Task to carry out → Reproduce all of the entries that follow, replacing "occurrence" with "instance" wherever it occurs and leaving everything else unchanged. Omit the pictures from your answer.
"""
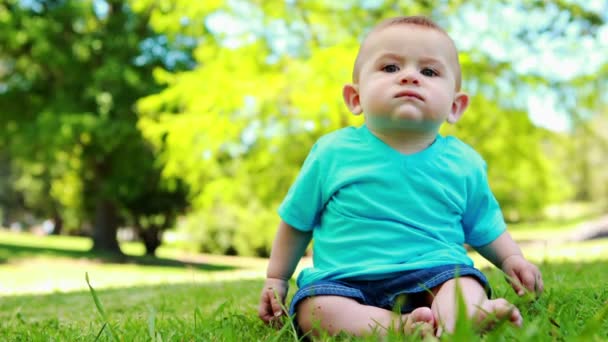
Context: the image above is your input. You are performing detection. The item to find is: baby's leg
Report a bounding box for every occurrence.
[431,277,522,336]
[296,296,435,336]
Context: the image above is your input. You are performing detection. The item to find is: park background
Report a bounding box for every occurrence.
[0,0,608,339]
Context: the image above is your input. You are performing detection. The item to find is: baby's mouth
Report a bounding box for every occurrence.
[395,90,424,101]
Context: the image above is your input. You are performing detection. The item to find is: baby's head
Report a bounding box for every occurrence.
[343,16,468,130]
[353,16,462,91]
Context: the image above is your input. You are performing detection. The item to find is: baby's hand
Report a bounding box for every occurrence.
[502,255,544,296]
[258,278,289,324]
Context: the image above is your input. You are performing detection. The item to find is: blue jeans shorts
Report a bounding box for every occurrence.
[289,265,492,317]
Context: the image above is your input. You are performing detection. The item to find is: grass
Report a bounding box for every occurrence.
[0,228,608,341]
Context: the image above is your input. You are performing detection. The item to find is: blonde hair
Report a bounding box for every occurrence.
[352,15,462,90]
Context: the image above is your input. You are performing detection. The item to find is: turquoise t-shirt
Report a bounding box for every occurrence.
[279,125,506,287]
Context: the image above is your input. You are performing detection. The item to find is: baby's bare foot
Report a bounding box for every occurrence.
[402,307,435,336]
[475,298,523,331]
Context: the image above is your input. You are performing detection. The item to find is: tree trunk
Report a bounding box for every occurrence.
[92,199,123,255]
[139,226,162,256]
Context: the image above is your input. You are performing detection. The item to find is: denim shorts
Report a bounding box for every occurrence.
[289,265,492,317]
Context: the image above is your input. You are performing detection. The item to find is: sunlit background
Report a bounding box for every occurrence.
[0,0,608,272]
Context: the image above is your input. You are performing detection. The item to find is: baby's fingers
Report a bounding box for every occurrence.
[270,293,283,317]
[258,291,274,324]
[507,271,525,296]
[521,270,536,292]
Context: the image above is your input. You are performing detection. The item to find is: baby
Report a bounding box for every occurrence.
[259,16,543,336]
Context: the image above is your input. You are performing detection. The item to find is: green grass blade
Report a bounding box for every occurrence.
[84,272,118,341]
[579,303,608,341]
[148,307,156,341]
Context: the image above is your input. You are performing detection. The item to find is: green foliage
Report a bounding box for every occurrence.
[0,261,608,341]
[0,0,185,249]
[138,0,601,255]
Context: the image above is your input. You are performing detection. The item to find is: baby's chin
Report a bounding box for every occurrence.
[365,114,441,132]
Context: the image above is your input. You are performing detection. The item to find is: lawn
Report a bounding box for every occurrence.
[0,231,608,341]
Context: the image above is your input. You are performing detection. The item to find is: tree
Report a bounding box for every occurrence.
[139,0,602,255]
[0,0,188,253]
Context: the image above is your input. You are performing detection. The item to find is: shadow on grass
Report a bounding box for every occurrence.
[0,243,237,271]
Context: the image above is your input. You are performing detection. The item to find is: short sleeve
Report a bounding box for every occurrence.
[278,140,324,231]
[462,160,506,247]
"""
Solved exercise →
Context: the image above is your input. You are performing detection. The item to find is: baby's leg
Report a bounding box for every instance.
[431,277,522,336]
[296,296,435,336]
Context: the image above is your input. You are performing detection. The item to find is: park background
Report a bounding box for every instance.
[0,0,608,339]
Context: the image above is your input. You are performing detection. The item to find is: baby's mouth
Report a bounding box for every instance.
[395,90,424,101]
Context: the image above is your input. You are performing detection. The item to find is: baby's head
Report a bounding box for every instance.
[343,16,468,130]
[353,16,462,91]
Context: the image above is your input. You are performing detection. The item to find is: baby's hand
Report a bounding box for every instance.
[502,255,544,296]
[258,278,289,324]
Context: the image above is your input. You are performing detection. The item to find is: blue jeans shorts
Report a bounding box for every instance.
[289,265,492,317]
Context: the image above is your input. You are performing detection. The item to find is: grass
Report a bounding box for every instance.
[0,228,608,341]
Context: the image above is your input. You are performing detection. The item to find is: blonde hair
Report a bounding box for every instance.
[352,15,462,90]
Context: the image above is your input. You are performing detection. The item to find is: turquoise t-shirt
Report a bounding box for every instance.
[279,125,506,287]
Context: the image above is your input. You are performing detection. The item to find is: baby's bare foot
Report a bounding box for every instance.
[402,307,435,336]
[475,298,523,331]
Context: the image above is your input. You are performing detection. The item to find is: tree trunk
Report a bounding box for every instance.
[92,199,123,255]
[139,226,162,256]
Context: the image above is your input. You are performing detection. The item to find is: denim shorts
Report a bounding box for every instance.
[289,265,492,317]
Context: the image above is your input. You are performing detection. The item to find is: sunlit background
Report a bounding box for every instance.
[0,0,608,272]
Context: the image above is your input. You are performing detection. The item to find is: baby's fingers
Report a bounding box for every instance.
[270,293,283,317]
[258,291,274,324]
[507,271,525,296]
[521,270,536,292]
Context: the image above is your input. You are performing detection. The item to find is: baby
Report a bounding box for every instance.
[259,16,543,336]
Context: the image above is your input. You are performing detection. The item to find is: green grass blade
Report a bounding box for every instance.
[84,272,118,341]
[579,303,608,341]
[148,307,156,341]
Context: the image above is your input. You are performing detection. The item to find is: green foliage
Report a bounding box for every instance.
[0,261,608,341]
[0,0,185,249]
[138,0,601,255]
Context: the image above is your input. You are performing detection. The item to find is: baby's chin
Report a bounding box for every instance.
[365,114,441,132]
Context: the image above is your input. You are performing detection. The item to find is: lawn
Report a bounding box for every instance.
[0,231,608,341]
Context: the image above is your input. You are performing detection. The item to find is: tree
Report a bounding box for every instance.
[139,0,602,255]
[0,0,188,253]
Context: the image above is your input. You are performing detection. The item to find is: shadow on grass
Report a bounding box for every instance.
[0,243,237,271]
Context: the image above is your input. You are performing detection. The item to find is: short sleeve
Report a bounding box for every instance.
[278,140,324,231]
[462,160,506,247]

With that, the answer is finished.